Selected extract
####
Chancellor Jeremy Hunt will use next week’s Budget to set out a new capital allowances regime for businesses, to offset a sharp rise in corporation tax and the end of a £25bn “super-deduction” tax break for investment.

Conservative MPs have urged Hunt to be bold and unveil tax cuts to offset headwinds caused by the increase in corporation tax from 19 per cent to 25 per cent in April, even if the fiscal situation is tight.

Hunt has consulted on a range of reforms to replace the “super-deduction” scheme for capital investment — a two-year measure offering 130 per cent tax relief on companies’ purchases of equipment.

Hunt recently told business groups the new tax regime would not be anything like as generous as the “eye-wateringly expensive” one it replaces: the super-deduction is estimated to have cost £25bn over two years.

One senior government official said the “mood music was good” for further tax breaks to support business investment, pointing to speeches made by Rishi Sunak and Hunt.

Hunt’s consultation included “full expensing”, which would allow all qualifying capital expenditure to be written off by companies against their taxable profits in the year it is incurred.

But the Treasury has estimated it could cost £11bn a year — not much less than the super-deduction scheme.

Business groups expect more modest reforms to capital allowances in the Budget, possibly phased in over a number of years.

Hunt has made it clear that any tax changes will have to be funded within a tight fiscal framework.

The chancellor announced last November that he would set the annual investment allowance for companies at £1mn, its highest ever permanent level, from April. This means most businesses can write off up to £1mn against taxable profits.

The Treasury declined to comment on tax measures in the Budget, but Hunt has previously said that any money available for tax cuts on March 15 would be prioritised for businesses rather than individuals.

The chancellor has been handed draft forecasts by the UK fiscal watchdog showing the economy will barely meet his fiscal rule to have public debt as a share of output falling in five years’ time. The “fiscal headroom” in the fifth year is thought to be just £9bn.

However, Hunt does have some more flexibility in the next couple of years thanks to an unexpected £30bn windfall in the public finances, partly from higher than anticipated tax receipts in 2022-23.

Several business groups, including the CBI and Make UK, the manufacturers’ trade body, are pushing for an extension of the super deduction scheme, with one proposal focused on a gradual introduction of tax relief at a lower level to avoid the cost of the current arrangements.

The CBI estimates that a full expensing scheme would cost between £4.4bn to £7.7bn in 2023-24. But it has proposed a “road map” option offering a 50 per cent rate that would cost between £1.2bn and £2.5bn in the next financial year.

Some companies at the Make UK annual conference in London on Tuesday made clear their concern about a 6 percentage point increase in corporation tax coming at the same time as the expiry of the super deduction scheme and the scaling back of research and development tax credits. 

Others complained the lack of a government industrial strategy suggested that manufacturing was no longer a ministerial priority, with even the phrase now dropped from the name of the business department.

But Kevin Hollinrake, business minister, told the Make UK conference that “manufacturing really matters and that is something that’s understood right at the top of government”.
####
Directive A
In the Budget article:
(i) What rate of tax relief does the super-deduction offer on companies' equipment purchases?
(ii) At what level will the annual investment allowance be set from April?
(iii) How large is the "fiscal headroom" in the fifth year thought to be?
Directive B
Return the stretch of the Budget article from "Hunt recently told" through "number of years.", copied verbatim.
Directive C
Does each statement agree with the Budget article? Answer yes or no, quoting the words that decide it.
(i) The Treasury estimated that full expensing could cost £11bn a year.
(ii) Corporation tax is rising from 19 per cent to 30 per cent.
(iii) The CBI has proposed an option offering a 50 per cent rate.

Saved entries
####
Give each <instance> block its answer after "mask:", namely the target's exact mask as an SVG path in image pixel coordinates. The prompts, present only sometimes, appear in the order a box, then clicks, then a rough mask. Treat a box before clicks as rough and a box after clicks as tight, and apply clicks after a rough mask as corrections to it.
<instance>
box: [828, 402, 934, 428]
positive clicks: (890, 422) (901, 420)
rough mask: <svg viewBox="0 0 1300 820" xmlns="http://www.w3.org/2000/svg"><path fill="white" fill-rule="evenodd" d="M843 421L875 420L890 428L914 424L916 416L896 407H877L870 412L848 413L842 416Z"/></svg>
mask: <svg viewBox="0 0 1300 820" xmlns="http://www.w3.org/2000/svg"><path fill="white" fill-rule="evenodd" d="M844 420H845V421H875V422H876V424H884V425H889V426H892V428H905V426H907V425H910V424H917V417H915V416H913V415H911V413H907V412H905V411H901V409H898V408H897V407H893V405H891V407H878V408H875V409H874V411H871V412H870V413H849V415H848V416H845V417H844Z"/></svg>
####
Exercise result A
(i) 130 per cent
(ii) £1mn
(iii) £9bn

Exercise result B
Hunt recently told business groups the new tax regime would not be anything like as generous as the “eye-wateringly expensive” one it replaces: the super-deduction is estimated to have cost £25bn over two years.

One senior government official said the “mood music was good” for further tax breaks to support business investment, pointing to speeches made by Rishi Sunak and Hunt.

Hunt’s consultation included “full expensing”, which would allow all qualifying capital expenditure to be written off by companies against their taxable profits in the year it is incurred.

But the Treasury has estimated it could cost £11bn a year — not much less than the super-deduction scheme.

Business groups expect more modest reforms to capital allowances in the Budget, possibly phased in over a number of years.

Exercise result C
(i) Yes: "the Treasury has estimated it could cost £11bn a year"
(ii) No: "the increase in corporation tax from 19 per cent to 25 per cent in April"
(iii) Yes: "it has proposed a “road map” option offering a 50 per cent rate"